======== Dataset entries ========

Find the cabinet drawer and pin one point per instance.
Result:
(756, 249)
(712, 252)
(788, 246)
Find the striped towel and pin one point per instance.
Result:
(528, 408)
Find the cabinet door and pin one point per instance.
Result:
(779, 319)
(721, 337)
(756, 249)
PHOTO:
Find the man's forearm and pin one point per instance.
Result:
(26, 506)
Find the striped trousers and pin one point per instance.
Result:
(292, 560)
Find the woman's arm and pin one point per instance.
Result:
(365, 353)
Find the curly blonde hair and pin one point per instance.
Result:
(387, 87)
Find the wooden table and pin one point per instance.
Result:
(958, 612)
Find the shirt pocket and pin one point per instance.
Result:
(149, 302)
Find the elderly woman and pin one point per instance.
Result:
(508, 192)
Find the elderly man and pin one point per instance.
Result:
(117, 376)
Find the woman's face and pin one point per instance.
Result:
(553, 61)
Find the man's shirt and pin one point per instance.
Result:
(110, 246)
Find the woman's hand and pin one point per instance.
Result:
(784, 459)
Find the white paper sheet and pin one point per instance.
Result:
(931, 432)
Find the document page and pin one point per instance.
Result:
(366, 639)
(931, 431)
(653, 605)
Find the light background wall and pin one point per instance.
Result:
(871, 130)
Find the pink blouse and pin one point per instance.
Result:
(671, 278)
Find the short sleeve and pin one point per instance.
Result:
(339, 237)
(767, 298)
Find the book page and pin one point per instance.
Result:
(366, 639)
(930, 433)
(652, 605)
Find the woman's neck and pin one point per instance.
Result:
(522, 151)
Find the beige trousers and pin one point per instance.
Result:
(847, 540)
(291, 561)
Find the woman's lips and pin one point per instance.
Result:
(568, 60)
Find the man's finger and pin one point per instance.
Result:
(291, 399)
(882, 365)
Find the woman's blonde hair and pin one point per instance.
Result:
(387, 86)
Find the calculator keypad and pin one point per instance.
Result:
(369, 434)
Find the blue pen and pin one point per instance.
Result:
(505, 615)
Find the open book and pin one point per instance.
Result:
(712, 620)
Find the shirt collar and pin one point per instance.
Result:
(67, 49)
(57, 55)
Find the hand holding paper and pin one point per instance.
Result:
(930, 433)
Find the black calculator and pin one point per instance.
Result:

========

_Problem description:_
Reproduce the listing exactly. Every line stays as it is.

_Output for this exercise:_
Find the cabinet drawer and pin one point per instance.
Result:
(756, 249)
(712, 252)
(788, 246)
Find the striped towel and pin one point per instance.
Result:
(528, 408)
Find the cabinet door and pin one point per instance.
Result:
(779, 319)
(721, 337)
(756, 249)
PHOTO:
Find the man's forearm and pin one point per instance.
Result:
(26, 506)
Find the striped trousers and pin one point per instance.
Result:
(292, 560)
Find the woman's arm and pin one point per instance.
Result:
(365, 353)
Find the curly blonde hair and pin one point per instance.
Result:
(387, 87)
Find the wooden table and pin one point per instance.
Result:
(958, 612)
Find the shirt pocket and pin one point per instance.
Result:
(149, 302)
Find the elderly woman and pin one point per instance.
Result:
(508, 192)
Find the elderly man and pin one point per instance.
Result:
(117, 376)
Find the woman's face and pin one point per instance.
Result:
(553, 61)
Find the man's shirt and pin one point per instance.
Result:
(110, 246)
Find the woman's hand and pin one point per instance.
Result:
(784, 459)
Find the white paper sheet and pin one point per instance.
Result:
(931, 432)
Find the document page and pin one point per instance.
Result:
(366, 639)
(931, 431)
(653, 605)
Find the light background wall and pin one point per instance.
Result:
(871, 130)
Find the pink blouse and pin one point per instance.
Result:
(671, 278)
Find the short sleeve and pin one point per instance.
Result:
(339, 237)
(767, 298)
Find the book page and pin one point per instance.
Result:
(366, 639)
(930, 433)
(652, 605)
Find the woman's neck and pin one point per instance.
Result:
(522, 151)
Find the beige trousers and pin one point per instance.
Result:
(847, 540)
(291, 561)
Find the woman's lips and pin one point per instance.
Result:
(568, 60)
Find the man's finger and pin one point per instance.
Result:
(291, 399)
(882, 365)
Find the woman's blonde hair and pin one point per instance.
Result:
(387, 86)
Find the calculator keypad and pin one point per instance.
Result:
(369, 434)
Find the blue pen and pin one point per instance.
Result:
(505, 615)
Find the open book and pin one point per instance.
Result:
(712, 620)
Find the shirt collar and pin one point per instance.
Result:
(67, 49)
(57, 55)
Find the hand holding paper and pin one point per instance.
Result:
(930, 433)
Find the black calculator and pin one point per instance.
Result:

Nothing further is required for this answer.